---- Extrait du document
Blogs de Gaza : “Je vois la haine dans chaque explosion qui secoue Gaza” (dimanche 11 janvier)

Dans cette revue des blogs mis à jour à Gaza le samedi 10 et le dimanche 11 janvier, [traduction française mise en ligne à  03h30 lundi 12, heure française], nous sommes informés des conditions de vie sans électricité, de la manière de se procurer les dernières nouvelles à Gaza, et qu'Israël utilise des bombes au phosphore. Une petite fille de 11 ans plaisante : “C'est comme si nous étions un film d'horreur. Je suis sûre que les gens mangent du pop-corn en nous regardant”.

L'équipe de vidéastes qui a créé le vidéo-blog de journalisme citoyen Alive in Baghdad  (Vivants, à Bagdad) a ouvert un nouveau vidéo-blog, Alive in Gaza, avec des témoignages depuis la bande de Gaza. Mohamed Al-Jabowe rapporte [en anglais] :

La situation ne s'améliore pas à l'intérieur de la bande, à cause des bombardements incessants de l'armée israélienne dans le nord et le centre de la bande. Une bataille a commencé aujourd'hui entre les forces navales du Hamas et la marine militaire israélienne. La situation ici est celle d'une cage qui brûle de l'intérieur. […] Mon cousin reçoit les chaînes de télévision par satellite grâce à un système alimenté par une batterie de voiture, et ce que je vois maintenant dans les actualités télévisées n'a rien à voir avec la réalité, la perte de vies humaines doit dépasser  800. C'est très difficile de passer une seule heure sans entendre des explosions, et c'est tout ce que je peux écrire pour l'instant. J'essaierai de vous envoyer plus d'informations dès que j'en aurai la possibilité. Je dois rentrer chez moi et aider ma soeur à trouver du lait pour son bébé. J'espère que j'arriverai vivant à la maison ce soir, je vous tiens au courant.
--------
→ Énoncé du problème
Prolongez la revue des blogs de Gaza présentée ci-dessus en reprenant le texte après sa dernière phrase.
---- Données enregistrées
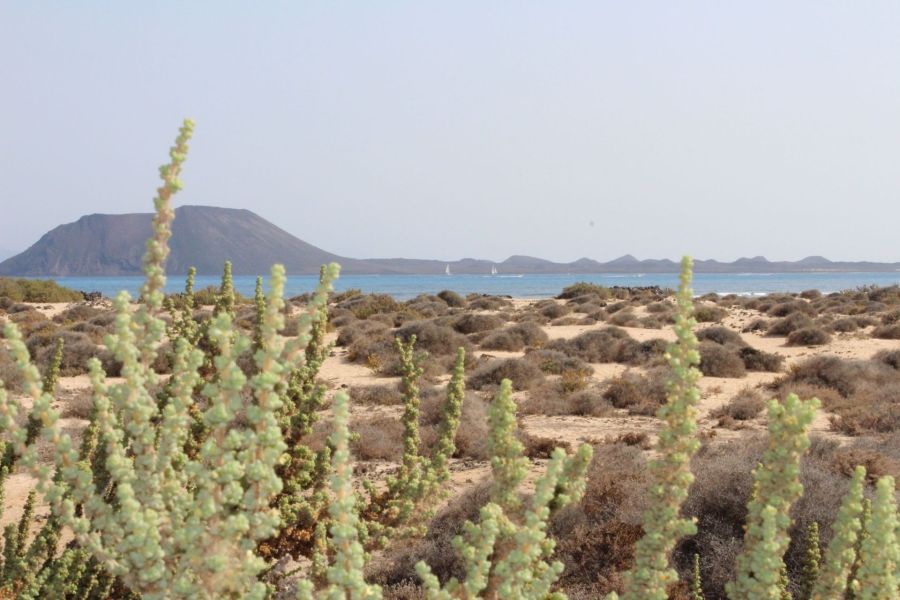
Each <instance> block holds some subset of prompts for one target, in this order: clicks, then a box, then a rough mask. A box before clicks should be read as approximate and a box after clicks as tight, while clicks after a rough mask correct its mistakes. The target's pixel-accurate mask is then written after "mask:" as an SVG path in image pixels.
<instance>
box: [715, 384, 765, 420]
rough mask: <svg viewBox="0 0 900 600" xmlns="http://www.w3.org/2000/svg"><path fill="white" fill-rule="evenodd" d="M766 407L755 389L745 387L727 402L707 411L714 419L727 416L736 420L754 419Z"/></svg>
mask: <svg viewBox="0 0 900 600" xmlns="http://www.w3.org/2000/svg"><path fill="white" fill-rule="evenodd" d="M765 407H766V401H765V399H764V398H763V397H762V394H760V393H759V392H758V391H757V390H755V389H753V388H749V387H745V388H743V389H742V390H740V391H739V392H738V393H737V394H735V395H734V396H733V397H732V398H731V400H730V401H729V402H728V404H726V405H724V406H720V407H719V408H717V409H716V410H714V411H712V412H710V413H709V416H710V417H712V418H714V419H721V418H723V417H729V418H731V419H734V420H736V421H749V420H750V419H755V418H756V417H757V416H758V415H759V413H761V412H762V410H763V409H764V408H765Z"/></svg>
--------
→ Réponse attendue
La journaliste Nazek Aburahma écrit sur le forum AlJazeeraTalk et sur son blog [en arabe] :

ستة أطفال مع أمهم ” أم انس” يعيشون داخل بيت لا تسكنه سوى العتمة منذ أيام طوال وتحت أوتار المدفعية الإسرائيلية التي تدك قطاع غزة على وتيرة واحدة […] فتقول أم انس :” الكهرباء مقطوعة ولا توجد أي وسيلة قد نعلم من خلالها عما يحدث في غزة , لا نسمع سوى دبيب المدفعيات التي تقذف نيرانها في كل مكان ” وتتابع أم انس حديثها من بعد تنهيدة استغرقت ثوان معدودة :” نعلم ما يحصل في غزة من دمار وقتل وقصف عبر الهاتف فأمي تسكن في الضفة الغربية وترى كل شيء عير شاشات التلفزة فتهرع على الهاتف مفزعه لتطمئن علينا و وتبلغنا بمستجدات ما يحصل في قطاع غزة “.

[…]

أما إبراهيم 22 سنة وهو صحفي لإحدى الوكالات الأنباء العالمية في قطاع غزة والذي يتنقل بعجالة بين بيت لآخر باحثا عن كهرباء ليشحن بها هاتفه الخلوي كي يستطيع التواصل مع طاقم وكاله الأنباء التى يعمل معها فيقول على عجالة :” في الفترة الأخيرة اشعر كأنني كنغر انتقل من مكان الى مكان بحثا عن رائحة الكهرباء , فبطارية هاتفي الخلوي قد نفذت ويجب على ان اشحنها لأتواصل مع وكاله الأنباء التى اعمل معها في الخارج “.

Six enfant et leur mère, Oum Anas, ont vécu pendant de longues journées avec seulement l'obscurité et le bruit de l'artillerie israélienne pilonnant la bande de Gaza […] Oum Anas dit : “L'électricité a été coupée. Nous n'avons aucun moyen de savoir ce qui se passe à Gaza. Nous n'entendons rien d'autre que l'artillerie qui tire partout.” Elle poursuit, après un soupir qui dure plusieurs secondes : “Nous sommes au courant des dégâts, des morts, et des bombardement à Gaza par le téléphone. Ma mère vit en Cisjordanie et regarde tout sur l'écran de la télévision, puis court terrorisée m'appeler au téléphone pour être sûre que nous allons bien, et nous raconte les derniers événement à Gaza.”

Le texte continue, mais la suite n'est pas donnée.